### Document extract
>>>
11 interesting facts about swine flu
- The first H1N1 ’swine flu’ virus was isolated in a pig in 1930.
- Swine flu is an acute respiratory disease which affects pigs. In pigs, according to the World Health Organisation, "morbidity tends to be high and mortality low" - which means that it spreads quickly but kills between 1 and 4 per cent of its victims.
- Before 2009, there was approximately one human Swine Flu infection every 1-2 years in the USA. In 2009, it became a global pandaemic.
- Pigs are the perfect mixing vessels for what is known as reassortment of flu strains, when genetic material from swine flu, human flu and avian flu is jumbled up to create entirely new influenza strains to which humans have little or no immunity.
- Seasonal flu viruses (which mutate every year) kill between 250,000 and 500,000 people a year.
<<<
### Apply what you read
1. Answer these questions from the swine flu facts list:
(a) In what year was the first H1N1 swine flu virus isolated in a pig?
(b) What share of infected pigs does swine flu kill?
(c) How many people do seasonal flu viruses kill each year?
2. Set down everything in the swine flu facts list from "11 interesting facts" down to "people a year.", copied word for word.

[Items from a dataset]
>>>
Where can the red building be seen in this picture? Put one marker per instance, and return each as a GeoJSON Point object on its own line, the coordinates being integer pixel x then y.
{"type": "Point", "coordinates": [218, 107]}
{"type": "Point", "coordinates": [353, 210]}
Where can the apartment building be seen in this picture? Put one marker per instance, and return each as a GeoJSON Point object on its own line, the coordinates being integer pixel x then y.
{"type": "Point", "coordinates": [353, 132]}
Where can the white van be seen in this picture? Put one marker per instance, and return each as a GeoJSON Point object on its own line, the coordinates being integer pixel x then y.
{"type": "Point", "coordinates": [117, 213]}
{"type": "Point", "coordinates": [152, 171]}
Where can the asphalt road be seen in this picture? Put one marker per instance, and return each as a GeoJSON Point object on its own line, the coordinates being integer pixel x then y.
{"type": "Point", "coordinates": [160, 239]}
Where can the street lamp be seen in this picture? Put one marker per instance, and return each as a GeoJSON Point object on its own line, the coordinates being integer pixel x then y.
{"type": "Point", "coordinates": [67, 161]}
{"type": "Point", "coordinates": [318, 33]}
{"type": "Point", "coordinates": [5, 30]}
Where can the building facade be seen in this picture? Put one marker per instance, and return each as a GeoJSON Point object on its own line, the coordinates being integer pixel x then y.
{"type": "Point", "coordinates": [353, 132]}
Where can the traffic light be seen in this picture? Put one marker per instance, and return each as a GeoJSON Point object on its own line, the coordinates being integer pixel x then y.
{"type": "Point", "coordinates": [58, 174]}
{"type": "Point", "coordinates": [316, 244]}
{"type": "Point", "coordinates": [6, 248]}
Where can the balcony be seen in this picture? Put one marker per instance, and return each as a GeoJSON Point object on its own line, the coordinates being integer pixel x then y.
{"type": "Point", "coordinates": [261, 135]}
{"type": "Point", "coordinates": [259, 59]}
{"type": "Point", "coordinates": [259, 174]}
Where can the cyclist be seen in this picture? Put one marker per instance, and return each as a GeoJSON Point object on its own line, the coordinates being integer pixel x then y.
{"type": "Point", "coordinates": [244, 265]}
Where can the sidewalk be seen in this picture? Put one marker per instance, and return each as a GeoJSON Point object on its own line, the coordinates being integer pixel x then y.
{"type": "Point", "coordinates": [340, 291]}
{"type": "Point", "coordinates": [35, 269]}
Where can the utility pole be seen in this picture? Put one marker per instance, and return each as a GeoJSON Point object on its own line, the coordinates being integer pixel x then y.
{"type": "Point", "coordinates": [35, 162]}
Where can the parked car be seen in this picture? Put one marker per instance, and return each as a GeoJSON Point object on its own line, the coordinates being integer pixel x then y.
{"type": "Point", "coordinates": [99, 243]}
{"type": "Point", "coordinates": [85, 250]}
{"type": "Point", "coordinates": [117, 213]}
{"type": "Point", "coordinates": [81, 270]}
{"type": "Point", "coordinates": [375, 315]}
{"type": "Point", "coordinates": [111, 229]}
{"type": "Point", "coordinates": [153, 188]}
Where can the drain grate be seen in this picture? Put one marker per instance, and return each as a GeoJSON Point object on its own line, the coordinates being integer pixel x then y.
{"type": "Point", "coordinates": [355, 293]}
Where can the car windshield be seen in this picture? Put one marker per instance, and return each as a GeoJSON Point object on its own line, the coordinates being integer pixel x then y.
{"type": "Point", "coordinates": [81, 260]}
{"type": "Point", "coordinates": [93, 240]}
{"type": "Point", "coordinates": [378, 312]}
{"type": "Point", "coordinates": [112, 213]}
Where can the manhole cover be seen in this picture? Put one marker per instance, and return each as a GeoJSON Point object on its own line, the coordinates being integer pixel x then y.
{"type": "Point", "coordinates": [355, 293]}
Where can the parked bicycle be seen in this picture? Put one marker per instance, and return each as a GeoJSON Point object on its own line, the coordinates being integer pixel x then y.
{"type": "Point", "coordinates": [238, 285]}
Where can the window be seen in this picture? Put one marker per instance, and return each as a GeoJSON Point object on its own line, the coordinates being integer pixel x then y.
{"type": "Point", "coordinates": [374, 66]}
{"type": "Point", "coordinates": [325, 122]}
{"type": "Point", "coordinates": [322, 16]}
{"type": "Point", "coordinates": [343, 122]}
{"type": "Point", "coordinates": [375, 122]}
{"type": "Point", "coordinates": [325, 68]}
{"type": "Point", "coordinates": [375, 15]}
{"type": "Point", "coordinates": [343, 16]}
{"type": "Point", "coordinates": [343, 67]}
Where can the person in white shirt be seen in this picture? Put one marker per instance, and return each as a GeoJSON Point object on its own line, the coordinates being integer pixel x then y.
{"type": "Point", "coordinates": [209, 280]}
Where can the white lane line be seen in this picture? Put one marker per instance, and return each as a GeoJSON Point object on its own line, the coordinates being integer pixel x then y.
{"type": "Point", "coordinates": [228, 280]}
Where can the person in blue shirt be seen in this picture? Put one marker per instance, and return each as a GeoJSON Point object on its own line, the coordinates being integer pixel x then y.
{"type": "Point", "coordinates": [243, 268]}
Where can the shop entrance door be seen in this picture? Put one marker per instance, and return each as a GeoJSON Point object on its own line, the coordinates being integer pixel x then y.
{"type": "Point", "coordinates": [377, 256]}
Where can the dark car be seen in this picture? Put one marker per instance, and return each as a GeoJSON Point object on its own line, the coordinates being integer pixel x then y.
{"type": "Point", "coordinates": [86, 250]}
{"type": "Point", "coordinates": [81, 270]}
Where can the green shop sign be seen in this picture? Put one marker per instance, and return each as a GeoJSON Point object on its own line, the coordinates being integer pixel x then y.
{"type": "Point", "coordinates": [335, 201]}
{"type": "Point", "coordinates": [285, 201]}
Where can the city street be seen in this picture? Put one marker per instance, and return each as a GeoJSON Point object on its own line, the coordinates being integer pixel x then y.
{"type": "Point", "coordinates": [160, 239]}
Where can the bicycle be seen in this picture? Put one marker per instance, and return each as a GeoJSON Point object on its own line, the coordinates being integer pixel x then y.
<<<
### Task-by-task solutions
1.
(a) 1930
(b) Between 1 and 4 per cent
(c) Between 250,000 and 500,000

2.
11 interesting facts about swine flu
- The first H1N1 ’swine flu’ virus was isolated in a pig in 1930.
- Swine flu is an acute respiratory disease which affects pigs. In pigs, according to the World Health Organisation, "morbidity tends to be high and mortality low" - which means that it spreads quickly but kills between 1 and 4 per cent of its victims.
- Before 2009, there was approximately one human Swine Flu infection every 1-2 years in the USA. In 2009, it became a global pandaemic.
- Pigs are the perfect mixing vessels for what is known as reassortment of flu strains, when genetic material from swine flu, human flu and avian flu is jumbled up to create entirely new influenza strains to which humans have little or no immunity.
- Seasonal flu viruses (which mutate every year) kill between 250,000 and 500,000 people a year.